__GIVEN TASK__
Go through the material and write it all out exactly, minus the pictures.

__DATA PROVIDED__
--- BEGIN ---
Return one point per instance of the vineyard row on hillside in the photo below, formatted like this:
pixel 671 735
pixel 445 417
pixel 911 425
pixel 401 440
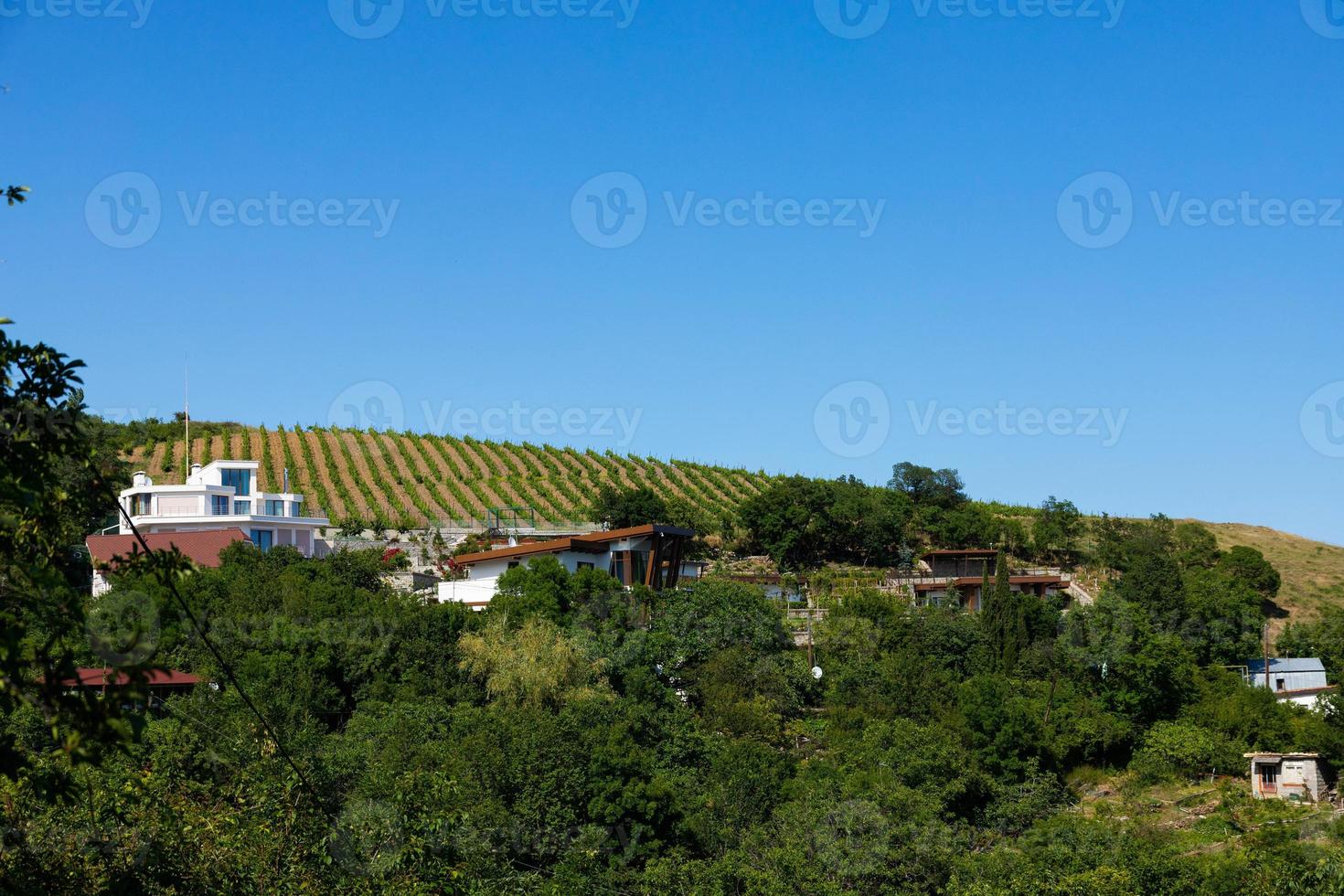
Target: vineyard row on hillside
pixel 409 480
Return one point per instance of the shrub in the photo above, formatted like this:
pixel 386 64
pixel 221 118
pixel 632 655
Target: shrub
pixel 1181 750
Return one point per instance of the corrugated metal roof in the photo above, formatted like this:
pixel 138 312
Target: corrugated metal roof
pixel 1287 675
pixel 1286 664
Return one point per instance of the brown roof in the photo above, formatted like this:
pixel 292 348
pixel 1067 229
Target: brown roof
pixel 103 677
pixel 200 547
pixel 592 543
pixel 976 581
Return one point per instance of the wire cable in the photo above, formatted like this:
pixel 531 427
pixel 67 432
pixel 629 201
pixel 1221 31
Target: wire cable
pixel 165 579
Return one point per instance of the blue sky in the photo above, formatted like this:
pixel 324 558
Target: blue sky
pixel 976 137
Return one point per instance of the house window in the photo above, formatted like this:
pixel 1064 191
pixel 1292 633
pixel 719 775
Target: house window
pixel 240 480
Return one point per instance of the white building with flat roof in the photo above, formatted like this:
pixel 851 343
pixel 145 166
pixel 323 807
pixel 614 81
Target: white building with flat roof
pixel 225 495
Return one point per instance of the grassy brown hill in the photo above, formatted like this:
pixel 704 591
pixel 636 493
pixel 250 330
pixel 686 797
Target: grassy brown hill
pixel 1312 571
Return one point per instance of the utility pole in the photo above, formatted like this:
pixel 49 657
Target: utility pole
--- END ---
__ANSWER TO THIS TASK__
Return one point per instance of the vineyard row on hillside in the photo below, formatted like this:
pixel 671 735
pixel 445 417
pixel 911 425
pixel 401 440
Target: vineyard row on hillside
pixel 409 480
Return one point per instance of the shrub in the photo above, formatted like this:
pixel 386 64
pixel 221 118
pixel 632 655
Target: shrub
pixel 1181 750
Return one point per instance of the corrugated metal roof in the photo above, formatted like this:
pixel 138 312
Target: corrugated metal roof
pixel 1287 675
pixel 1286 664
Return one point per instance of the brown roof in the photo above, formatted like this:
pixel 292 348
pixel 1067 229
Target: brown roof
pixel 103 677
pixel 200 547
pixel 592 543
pixel 976 581
Return one point per instance of the wire cable in the photo above, formatted like this:
pixel 531 427
pixel 67 432
pixel 629 201
pixel 1221 31
Target: wire cable
pixel 165 579
Return one point per instance of the blue sky in the photo above, formatted like this:
pixel 324 558
Target: blue sky
pixel 976 137
Return one point per instance of the house window in the photo above, formatted like this:
pixel 1064 191
pixel 1292 633
pixel 719 775
Target: house window
pixel 240 480
Return one point per instance of the white building with flat roof in the photo above, formatted like this:
pixel 851 343
pixel 145 166
pixel 323 807
pixel 614 81
Target: white building with flat roof
pixel 225 495
Return one point per instance of the grassy brown hill in the photo above, formatted like this:
pixel 704 591
pixel 636 493
pixel 250 330
pixel 686 797
Target: grassy brown hill
pixel 1312 571
Return one point per instance of the utility pole in the photo above, formatted like this:
pixel 49 657
Target: utility pole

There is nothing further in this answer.